* _Task goal_
A verbatim copy of every entry is required.

* _Exercise input_
= = = = =

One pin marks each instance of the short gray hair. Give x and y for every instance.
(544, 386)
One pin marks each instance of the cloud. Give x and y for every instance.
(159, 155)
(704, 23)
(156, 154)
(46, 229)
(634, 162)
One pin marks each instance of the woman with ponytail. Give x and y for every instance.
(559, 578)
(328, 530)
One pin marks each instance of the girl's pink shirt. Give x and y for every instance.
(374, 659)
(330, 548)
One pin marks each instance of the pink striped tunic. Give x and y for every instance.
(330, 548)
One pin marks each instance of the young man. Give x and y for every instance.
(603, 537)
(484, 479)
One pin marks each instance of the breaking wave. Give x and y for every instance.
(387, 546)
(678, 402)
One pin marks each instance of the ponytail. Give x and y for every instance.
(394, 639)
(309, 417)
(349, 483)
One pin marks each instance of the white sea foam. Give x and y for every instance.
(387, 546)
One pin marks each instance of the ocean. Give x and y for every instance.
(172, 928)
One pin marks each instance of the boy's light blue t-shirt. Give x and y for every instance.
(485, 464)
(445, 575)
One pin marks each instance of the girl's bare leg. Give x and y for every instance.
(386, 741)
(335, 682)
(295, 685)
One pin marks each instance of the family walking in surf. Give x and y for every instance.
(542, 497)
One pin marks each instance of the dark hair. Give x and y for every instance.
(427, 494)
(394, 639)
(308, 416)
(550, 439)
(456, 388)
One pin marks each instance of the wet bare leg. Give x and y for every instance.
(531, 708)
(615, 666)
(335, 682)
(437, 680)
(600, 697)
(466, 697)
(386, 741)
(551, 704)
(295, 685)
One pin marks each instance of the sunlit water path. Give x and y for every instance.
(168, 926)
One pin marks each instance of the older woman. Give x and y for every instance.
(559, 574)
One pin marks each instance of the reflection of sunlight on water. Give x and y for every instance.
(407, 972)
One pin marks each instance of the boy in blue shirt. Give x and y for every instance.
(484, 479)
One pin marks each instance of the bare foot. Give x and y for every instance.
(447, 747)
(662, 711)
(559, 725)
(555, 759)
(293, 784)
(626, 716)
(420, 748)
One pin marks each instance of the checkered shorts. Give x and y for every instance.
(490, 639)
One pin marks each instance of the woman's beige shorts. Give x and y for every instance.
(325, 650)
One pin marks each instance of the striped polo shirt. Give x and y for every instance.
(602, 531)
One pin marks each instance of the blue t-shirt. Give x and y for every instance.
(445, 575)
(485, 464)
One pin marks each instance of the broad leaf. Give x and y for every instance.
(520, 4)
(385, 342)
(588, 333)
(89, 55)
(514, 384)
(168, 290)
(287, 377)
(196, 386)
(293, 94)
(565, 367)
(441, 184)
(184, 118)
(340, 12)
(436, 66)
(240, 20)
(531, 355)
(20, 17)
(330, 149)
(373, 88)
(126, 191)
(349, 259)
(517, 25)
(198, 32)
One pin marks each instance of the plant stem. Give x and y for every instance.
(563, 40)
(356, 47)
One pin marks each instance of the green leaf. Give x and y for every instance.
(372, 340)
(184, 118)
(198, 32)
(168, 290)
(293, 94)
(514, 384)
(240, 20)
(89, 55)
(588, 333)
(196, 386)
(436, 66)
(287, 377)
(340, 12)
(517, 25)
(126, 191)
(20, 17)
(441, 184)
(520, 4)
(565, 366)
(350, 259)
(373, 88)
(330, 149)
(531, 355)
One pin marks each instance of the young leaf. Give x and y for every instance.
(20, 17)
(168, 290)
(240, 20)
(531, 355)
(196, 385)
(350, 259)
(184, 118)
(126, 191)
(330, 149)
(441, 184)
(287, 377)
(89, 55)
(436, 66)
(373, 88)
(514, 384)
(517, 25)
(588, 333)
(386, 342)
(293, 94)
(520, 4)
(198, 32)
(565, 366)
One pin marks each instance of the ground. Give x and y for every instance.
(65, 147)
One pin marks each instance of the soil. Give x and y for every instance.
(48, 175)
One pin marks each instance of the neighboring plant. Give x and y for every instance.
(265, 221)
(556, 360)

= = = = =

* _Solution for this problem_
One pin marks each instance of the short gray hair. Give x and y for every instance.
(544, 386)
One pin marks each instance of the cloud. Give x and y for every instance.
(159, 155)
(704, 23)
(156, 154)
(46, 229)
(634, 162)
One pin marks each instance of the woman with ponytail. Give x and y for every instance.
(559, 578)
(328, 530)
One pin marks each instance of the girl's pink shirt. Give x and y for every instance.
(374, 659)
(330, 548)
One pin marks each instance of the pink striped tunic. Give x and y for every instance.
(330, 548)
One pin marks each instance of the young man. Give x and y for every instance.
(603, 537)
(484, 479)
One pin marks each instance of the breaking wave. Give x and y for every instance.
(387, 546)
(678, 402)
One pin marks each instance of the ponytail. Give x and y for every instance.
(394, 639)
(309, 417)
(349, 483)
One pin marks each instance of the white sea foam. Give x and y for every instance.
(387, 546)
One pin marks each instance of the ocean. Give x and y for every instance.
(172, 928)
One pin marks each instance of the boy's light blue t-shirt. Give x and y for every instance.
(485, 464)
(445, 575)
One pin marks each instance of the girl's bare leg. Give x and y for every instance.
(386, 741)
(335, 682)
(295, 685)
One pin marks each instance of the family walking in surf. Give x and y for every instance.
(542, 497)
One pin marks each instance of the dark hair. Give x and y for every instance.
(427, 494)
(394, 639)
(308, 416)
(550, 439)
(456, 388)
One pin marks each instance of the wet bare leg. Give x and y for every instance.
(531, 708)
(615, 666)
(335, 682)
(437, 680)
(600, 697)
(466, 697)
(386, 741)
(551, 704)
(295, 685)
One pin marks each instance of the sunlit water path. Give x and y for every instance.
(168, 926)
One pin marks each instance of the older woman. Give x and y for every instance.
(559, 574)
One pin marks each instance of the reflection of sunlight on water. Give x and y for every instance.
(407, 972)
One pin marks each instance of the boy in blue shirt. Give x and y for every instance.
(484, 479)
One pin marks each instance of the bare foot. Give x and y for every instance.
(447, 747)
(662, 711)
(559, 725)
(555, 759)
(293, 784)
(626, 716)
(420, 748)
One pin marks each instance of the checkered shorts. Give x and y for every instance.
(490, 639)
One pin marks each instance of the woman's beige shorts. Give x and y for every instance.
(325, 650)
One pin marks each instance of the striped polo shirt. Give x and y for every instance.
(602, 531)
One pin marks each instance of the blue t-shirt. Give x and y for every instance.
(445, 575)
(485, 464)
One pin marks each instance of the broad leaf. Give x and y for every instance.
(520, 4)
(385, 342)
(588, 333)
(89, 55)
(514, 384)
(168, 290)
(287, 377)
(196, 386)
(293, 94)
(565, 367)
(441, 184)
(184, 118)
(340, 12)
(436, 66)
(240, 20)
(531, 355)
(20, 17)
(330, 149)
(373, 88)
(126, 191)
(349, 259)
(517, 25)
(198, 32)
One pin marks each instance of the plant stem. Give x and y for every instance.
(563, 40)
(356, 47)
One pin marks each instance of the green leaf. Give x and y for every instance.
(372, 340)
(184, 118)
(198, 32)
(168, 290)
(293, 94)
(514, 384)
(240, 20)
(89, 55)
(588, 333)
(196, 386)
(436, 66)
(287, 377)
(340, 12)
(517, 25)
(126, 191)
(20, 17)
(441, 184)
(520, 4)
(565, 366)
(350, 259)
(373, 88)
(330, 149)
(531, 355)
One pin marks each instance of the young leaf. Give x and y for every instance.
(20, 17)
(168, 290)
(240, 20)
(531, 355)
(196, 385)
(350, 259)
(184, 118)
(126, 191)
(330, 149)
(441, 184)
(287, 377)
(89, 55)
(436, 66)
(373, 88)
(514, 384)
(517, 25)
(588, 333)
(386, 342)
(293, 94)
(520, 4)
(198, 32)
(565, 366)
One pin marks each instance of the ground. Give x and y for every instance.
(65, 147)
One pin marks each instance of the soil. Give x and y for every instance.
(48, 175)
One pin marks each instance of the neighboring plant. Give x and y for every instance.
(265, 221)
(556, 360)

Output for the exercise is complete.